═══ TRECHO SELECIONADO ═══

Diretora leva às telas narrativa "cinematográfica, mas infilmável" de "Benjamim", romance do compositor

Gardenberg enfrenta "armadilhas" de Chico

André Gardenberg/Divulgação
Cleo Pires é Ariela em "Benjamim", filme de Monique Gardenberg em cartaz no Festival do Rio


SILVANA ARANTES
DA REPORTAGEM LOCAL

No banheiro masculino, Benjamim encontra uma bituca de cigarro com marcas de batom. De volta ao salão do restaurante, sonda com o olhar a freguesia e fixa-se nos lábios de uma jovem acompanhada.
Ela é a corretora de imóveis Ariela Masé, ou melhor, a atriz e ativista política Castana Beatriz, o grande amor (desaparecido) da juventude de Benjamim, flagrado aqui na condição de homem maduro, ex-modelo fotográfico, que tenta se adaptar às performances exigidas dos atores de comerciais televisivos.
Descritos na literatura por Chico Buarque, os personagens e situações de "Benjamim" (Companhia das Letras, 95) ganharam forma cinematográfica no segundo longa-metragem da diretora Monique Gardenberg, 45 ("Jenipapo", 96). O filme terá sua primeira exibição no Brasil hoje, no Festival do Rio.
"Fascinada pela idéia de que um acaso pode mudar a história de sua vida" e, mais do que isso, pelo "rasgo de amor" expresso no romance de Chico no mote de que "alguém que a gente amou e ama para a vida toda pode reencarnar", Gardenberg lançou-se à adaptação do livro, mesmo reconhecendo nele algumas "armadilhas" para quem encarasse a tarefa. "Chico escreve cinematograficamente coisas que são infilmáveis. Ele constrói imagens que, de tão lindas, são irreproduzíveis."

═══ DADOS FORNECIDOS ═══

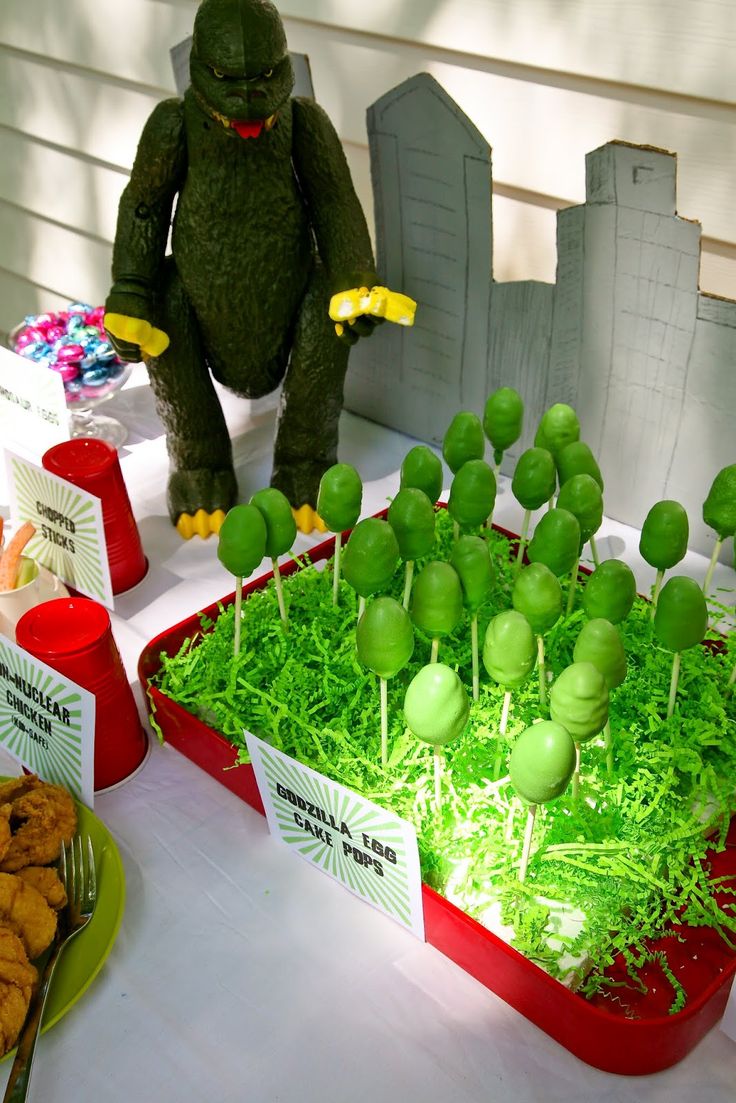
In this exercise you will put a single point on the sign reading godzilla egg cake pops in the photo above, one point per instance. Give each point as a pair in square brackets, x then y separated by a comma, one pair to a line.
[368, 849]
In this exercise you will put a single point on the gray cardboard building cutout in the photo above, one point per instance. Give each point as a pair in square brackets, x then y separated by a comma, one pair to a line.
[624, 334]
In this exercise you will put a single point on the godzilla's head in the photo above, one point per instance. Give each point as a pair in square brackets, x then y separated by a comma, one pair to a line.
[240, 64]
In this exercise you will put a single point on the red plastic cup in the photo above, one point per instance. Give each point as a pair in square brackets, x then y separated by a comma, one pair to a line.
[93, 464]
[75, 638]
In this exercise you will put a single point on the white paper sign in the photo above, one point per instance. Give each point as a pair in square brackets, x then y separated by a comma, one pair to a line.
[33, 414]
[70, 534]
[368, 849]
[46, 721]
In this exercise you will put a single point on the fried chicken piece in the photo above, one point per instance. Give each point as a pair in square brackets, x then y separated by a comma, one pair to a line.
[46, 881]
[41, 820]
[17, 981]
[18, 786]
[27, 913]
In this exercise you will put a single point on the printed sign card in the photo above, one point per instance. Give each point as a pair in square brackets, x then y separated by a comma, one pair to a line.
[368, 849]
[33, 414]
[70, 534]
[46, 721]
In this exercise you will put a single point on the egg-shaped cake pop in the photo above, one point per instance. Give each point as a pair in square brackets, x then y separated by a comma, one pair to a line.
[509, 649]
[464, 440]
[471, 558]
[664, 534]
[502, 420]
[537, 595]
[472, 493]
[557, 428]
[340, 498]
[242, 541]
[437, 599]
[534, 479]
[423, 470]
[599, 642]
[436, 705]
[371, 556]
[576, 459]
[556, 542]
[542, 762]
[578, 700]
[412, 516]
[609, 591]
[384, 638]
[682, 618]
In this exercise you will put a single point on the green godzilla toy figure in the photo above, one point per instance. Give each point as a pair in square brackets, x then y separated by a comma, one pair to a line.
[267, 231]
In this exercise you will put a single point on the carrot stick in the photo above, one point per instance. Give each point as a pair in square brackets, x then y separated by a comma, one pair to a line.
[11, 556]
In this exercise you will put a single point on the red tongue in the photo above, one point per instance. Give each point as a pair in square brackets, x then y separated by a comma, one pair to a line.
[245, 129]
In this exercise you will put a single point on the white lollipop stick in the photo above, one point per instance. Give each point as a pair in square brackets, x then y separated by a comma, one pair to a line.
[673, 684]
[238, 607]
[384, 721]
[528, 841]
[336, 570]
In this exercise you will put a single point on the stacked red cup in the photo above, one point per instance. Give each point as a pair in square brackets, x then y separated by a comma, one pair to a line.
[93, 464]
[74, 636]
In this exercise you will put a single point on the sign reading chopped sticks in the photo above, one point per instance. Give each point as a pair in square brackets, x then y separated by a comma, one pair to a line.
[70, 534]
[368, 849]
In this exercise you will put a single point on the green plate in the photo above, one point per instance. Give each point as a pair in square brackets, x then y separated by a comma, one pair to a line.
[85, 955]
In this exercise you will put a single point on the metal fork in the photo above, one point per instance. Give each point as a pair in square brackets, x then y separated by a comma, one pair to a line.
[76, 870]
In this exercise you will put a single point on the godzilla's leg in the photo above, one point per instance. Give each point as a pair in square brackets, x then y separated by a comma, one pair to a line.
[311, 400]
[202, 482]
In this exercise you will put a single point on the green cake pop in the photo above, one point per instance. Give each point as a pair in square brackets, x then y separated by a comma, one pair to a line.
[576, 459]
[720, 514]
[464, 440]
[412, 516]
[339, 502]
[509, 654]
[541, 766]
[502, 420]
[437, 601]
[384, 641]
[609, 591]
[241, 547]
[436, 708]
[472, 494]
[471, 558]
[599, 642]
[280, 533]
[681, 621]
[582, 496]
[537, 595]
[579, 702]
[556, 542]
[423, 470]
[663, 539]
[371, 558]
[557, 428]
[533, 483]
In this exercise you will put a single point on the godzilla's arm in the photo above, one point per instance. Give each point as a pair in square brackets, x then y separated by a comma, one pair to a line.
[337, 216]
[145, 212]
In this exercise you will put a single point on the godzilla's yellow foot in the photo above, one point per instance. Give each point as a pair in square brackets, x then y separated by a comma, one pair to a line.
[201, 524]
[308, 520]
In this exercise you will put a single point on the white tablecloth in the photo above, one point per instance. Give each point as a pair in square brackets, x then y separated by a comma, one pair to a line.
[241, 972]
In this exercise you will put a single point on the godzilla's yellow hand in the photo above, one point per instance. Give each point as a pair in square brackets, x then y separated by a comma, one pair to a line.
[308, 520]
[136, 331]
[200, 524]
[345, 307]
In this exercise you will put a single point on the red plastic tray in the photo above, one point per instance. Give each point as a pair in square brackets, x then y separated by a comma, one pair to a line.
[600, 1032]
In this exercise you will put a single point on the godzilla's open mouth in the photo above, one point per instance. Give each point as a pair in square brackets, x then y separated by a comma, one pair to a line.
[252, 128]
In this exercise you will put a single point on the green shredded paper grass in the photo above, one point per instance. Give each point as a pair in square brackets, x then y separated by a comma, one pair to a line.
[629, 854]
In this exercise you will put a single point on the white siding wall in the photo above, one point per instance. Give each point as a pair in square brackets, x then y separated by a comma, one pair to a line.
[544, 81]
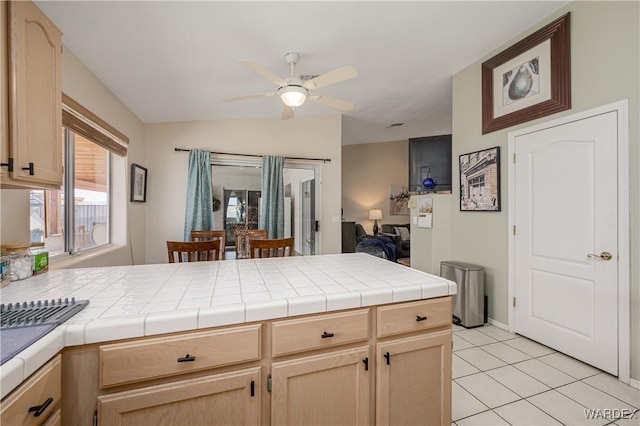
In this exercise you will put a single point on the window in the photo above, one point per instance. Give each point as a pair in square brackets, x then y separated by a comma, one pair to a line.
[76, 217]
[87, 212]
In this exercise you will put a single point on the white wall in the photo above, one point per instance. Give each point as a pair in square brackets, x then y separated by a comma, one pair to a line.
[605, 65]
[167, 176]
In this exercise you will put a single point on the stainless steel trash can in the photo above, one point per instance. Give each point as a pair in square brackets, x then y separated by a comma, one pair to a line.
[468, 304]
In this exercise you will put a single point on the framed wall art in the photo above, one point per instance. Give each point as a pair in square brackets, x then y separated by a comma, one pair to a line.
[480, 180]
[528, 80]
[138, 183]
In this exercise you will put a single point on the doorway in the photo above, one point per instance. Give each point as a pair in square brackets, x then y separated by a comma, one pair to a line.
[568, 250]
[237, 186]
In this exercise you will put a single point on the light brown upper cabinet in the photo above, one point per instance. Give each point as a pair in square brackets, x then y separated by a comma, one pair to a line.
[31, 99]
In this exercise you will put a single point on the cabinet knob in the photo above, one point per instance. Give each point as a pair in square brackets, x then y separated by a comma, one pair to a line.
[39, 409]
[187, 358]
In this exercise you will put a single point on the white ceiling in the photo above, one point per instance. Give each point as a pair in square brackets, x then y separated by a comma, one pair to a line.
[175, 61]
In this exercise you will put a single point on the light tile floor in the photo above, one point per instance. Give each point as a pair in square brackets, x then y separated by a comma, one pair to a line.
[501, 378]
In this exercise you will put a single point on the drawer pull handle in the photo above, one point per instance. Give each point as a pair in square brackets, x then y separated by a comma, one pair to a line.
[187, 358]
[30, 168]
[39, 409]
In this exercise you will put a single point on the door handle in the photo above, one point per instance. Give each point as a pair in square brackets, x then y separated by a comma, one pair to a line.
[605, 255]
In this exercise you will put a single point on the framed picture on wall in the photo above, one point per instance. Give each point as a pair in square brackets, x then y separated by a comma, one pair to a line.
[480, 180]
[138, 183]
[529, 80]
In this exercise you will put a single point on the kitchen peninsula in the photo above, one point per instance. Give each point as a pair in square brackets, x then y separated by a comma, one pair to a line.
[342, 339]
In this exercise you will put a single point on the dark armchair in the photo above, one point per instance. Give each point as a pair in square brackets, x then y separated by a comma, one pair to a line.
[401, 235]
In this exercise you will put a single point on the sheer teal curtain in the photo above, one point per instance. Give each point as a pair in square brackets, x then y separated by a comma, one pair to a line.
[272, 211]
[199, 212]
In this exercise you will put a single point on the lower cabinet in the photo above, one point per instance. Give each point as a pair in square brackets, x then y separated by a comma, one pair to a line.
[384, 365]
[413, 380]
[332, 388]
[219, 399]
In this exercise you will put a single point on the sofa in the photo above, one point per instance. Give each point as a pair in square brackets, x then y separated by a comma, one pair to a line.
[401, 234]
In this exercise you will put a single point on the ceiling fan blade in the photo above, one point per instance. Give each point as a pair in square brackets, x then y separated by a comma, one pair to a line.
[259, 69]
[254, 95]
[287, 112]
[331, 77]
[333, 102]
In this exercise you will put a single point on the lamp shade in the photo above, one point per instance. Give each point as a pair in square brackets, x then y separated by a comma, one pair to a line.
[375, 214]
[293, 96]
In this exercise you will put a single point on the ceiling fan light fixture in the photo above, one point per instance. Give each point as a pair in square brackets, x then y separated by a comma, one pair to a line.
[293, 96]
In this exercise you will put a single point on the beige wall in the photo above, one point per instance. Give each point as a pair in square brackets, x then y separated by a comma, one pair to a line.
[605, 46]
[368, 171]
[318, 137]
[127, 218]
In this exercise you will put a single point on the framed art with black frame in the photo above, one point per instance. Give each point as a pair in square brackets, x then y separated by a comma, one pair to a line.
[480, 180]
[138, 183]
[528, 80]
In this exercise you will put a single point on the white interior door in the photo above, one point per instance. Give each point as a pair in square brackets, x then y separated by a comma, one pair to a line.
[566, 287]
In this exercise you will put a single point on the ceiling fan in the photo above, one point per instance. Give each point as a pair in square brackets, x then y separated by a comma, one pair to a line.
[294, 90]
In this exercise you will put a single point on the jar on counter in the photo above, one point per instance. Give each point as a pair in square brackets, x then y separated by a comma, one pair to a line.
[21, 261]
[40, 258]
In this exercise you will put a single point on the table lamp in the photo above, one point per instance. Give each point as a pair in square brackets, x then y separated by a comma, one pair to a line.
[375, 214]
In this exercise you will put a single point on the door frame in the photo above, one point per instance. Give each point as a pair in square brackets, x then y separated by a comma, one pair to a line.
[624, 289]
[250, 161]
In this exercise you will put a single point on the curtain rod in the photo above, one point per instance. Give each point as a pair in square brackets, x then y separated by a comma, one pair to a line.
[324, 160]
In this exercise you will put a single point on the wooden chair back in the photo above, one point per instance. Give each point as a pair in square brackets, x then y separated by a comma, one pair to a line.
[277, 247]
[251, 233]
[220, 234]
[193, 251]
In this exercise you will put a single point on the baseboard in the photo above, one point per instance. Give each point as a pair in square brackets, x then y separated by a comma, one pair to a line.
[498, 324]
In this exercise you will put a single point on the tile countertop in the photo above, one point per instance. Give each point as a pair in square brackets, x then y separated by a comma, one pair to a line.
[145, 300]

═══

EXERCÍCIO PROPOSTO
Segundo o trecho sobre o filme "Benjamim", por que Monique Gardenberg reconhecia "armadilhas" no romance de Chico Buarque para quem fosse adaptá-lo? Explique em uma a três frases. Use somente o trecho para responder.

RESPOSTA ABAIXO
Porque, segundo ela, Chico escreve de forma cinematográfica coisas que são infilmáveis. Ele constrói imagens tão lindas que acabam sendo irreproduzíveis.